» TESTO FORNITO:
--

Economia

Il paradosso delle borse dell’Eurozona

Pur con l’inflazione al 7,5%, la Bce non seguirà la strada della Fed: i tassi resteranno a zero per tutto il 2022 o saliranno al massimo di 50 punti

(Keystone)

C’è un evidente paradosso nel comportamento delle borse d’Eurozona: dai minimi provocati dalla guerra in Ucraina (nella prima metà di marzo), l’indice Stoxx, come pure il nostro Ftse Mib, è rimbalzato più di Wall Street (+11% contro +9%). Strana reazione, se si considera che il prezzo del gas, di cui Germania e Italia sono dipendenti per quasi la metà del fabbisogno, s’è moltiplicato di cinque o sei volte rispetto a un anno fa: senza contare il quasi azzeramento degli scambi commerciali con la Russia che in Italia contano circa il 2% del Pil, ma sono insignificanti per gli Stati Uniti. Si direbbe che un paradosso si contrappone a un altro: perché nella crisi dei tassi d’interesse di gennaio, innescata dalle prospettate strette monetarie della Fed, furono invece i mercati d’Eurozona a patire più dell’America.

--

» RIGHE DI DATI:
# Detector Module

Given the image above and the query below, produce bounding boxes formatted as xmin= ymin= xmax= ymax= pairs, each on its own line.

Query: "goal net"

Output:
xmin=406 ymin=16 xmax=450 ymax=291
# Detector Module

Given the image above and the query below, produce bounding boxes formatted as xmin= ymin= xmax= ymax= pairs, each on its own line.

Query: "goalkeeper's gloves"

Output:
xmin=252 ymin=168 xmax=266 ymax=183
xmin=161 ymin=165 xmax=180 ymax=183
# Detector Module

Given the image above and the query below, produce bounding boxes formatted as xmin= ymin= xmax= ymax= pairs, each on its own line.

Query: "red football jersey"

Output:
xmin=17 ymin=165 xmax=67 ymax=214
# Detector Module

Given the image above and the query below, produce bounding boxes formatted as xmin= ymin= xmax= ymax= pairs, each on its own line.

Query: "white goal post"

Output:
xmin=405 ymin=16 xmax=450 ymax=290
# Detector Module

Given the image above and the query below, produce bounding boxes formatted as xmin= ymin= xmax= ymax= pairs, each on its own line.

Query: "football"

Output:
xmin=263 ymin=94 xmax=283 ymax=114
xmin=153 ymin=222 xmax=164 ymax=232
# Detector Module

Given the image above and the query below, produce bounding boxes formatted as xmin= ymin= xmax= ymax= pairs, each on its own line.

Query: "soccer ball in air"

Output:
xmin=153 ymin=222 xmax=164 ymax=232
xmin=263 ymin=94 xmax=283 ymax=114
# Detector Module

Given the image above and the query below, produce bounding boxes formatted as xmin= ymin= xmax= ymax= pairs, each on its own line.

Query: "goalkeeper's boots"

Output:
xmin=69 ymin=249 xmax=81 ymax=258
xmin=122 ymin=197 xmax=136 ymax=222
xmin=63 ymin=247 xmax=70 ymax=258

--

» CONSEGNE:
A. Rispondi alle seguenti domande sull'articolo sulle borse dell'Eurozona.
(i) Quale tasso di inflazione riporta il sottotitolo?
(ii) Di quanto è rimbalzato l'indice Stoxx dai minimi di marzo?
(iii) Quanto contano in Italia gli scambi commerciali con la Russia rispetto al Pil?
B. Stabilisci se ciascuna affermazione concorda con l'articolo sulle borse dell'Eurozona, citando le parole decisive del testo.
(i) Wall Street è rimbalzata più dell'indice Stoxx.
(ii) Il prezzo del gas si è moltiplicato di cinque o sei volte rispetto a un anno fa.
(iii) Nella crisi dei tassi d'interesse di gennaio i mercati americani hanno sofferto più di quelli dell'Eurozona.

» SOLUZIONI:
A.
(i) Il 7,5%.
(ii) Dell'11%.
(iii) Circa il 2% del Pil.

B.
(i) No: "l’indice Stoxx, come pure il nostro Ftse Mib, è rimbalzato più di Wall Street (+11% contro +9%)".
(ii) Sì: "s’è moltiplicato di cinque o sei volte rispetto a un anno fa".
(iii) No: "furono invece i mercati d’Eurozona a patire più dell’America".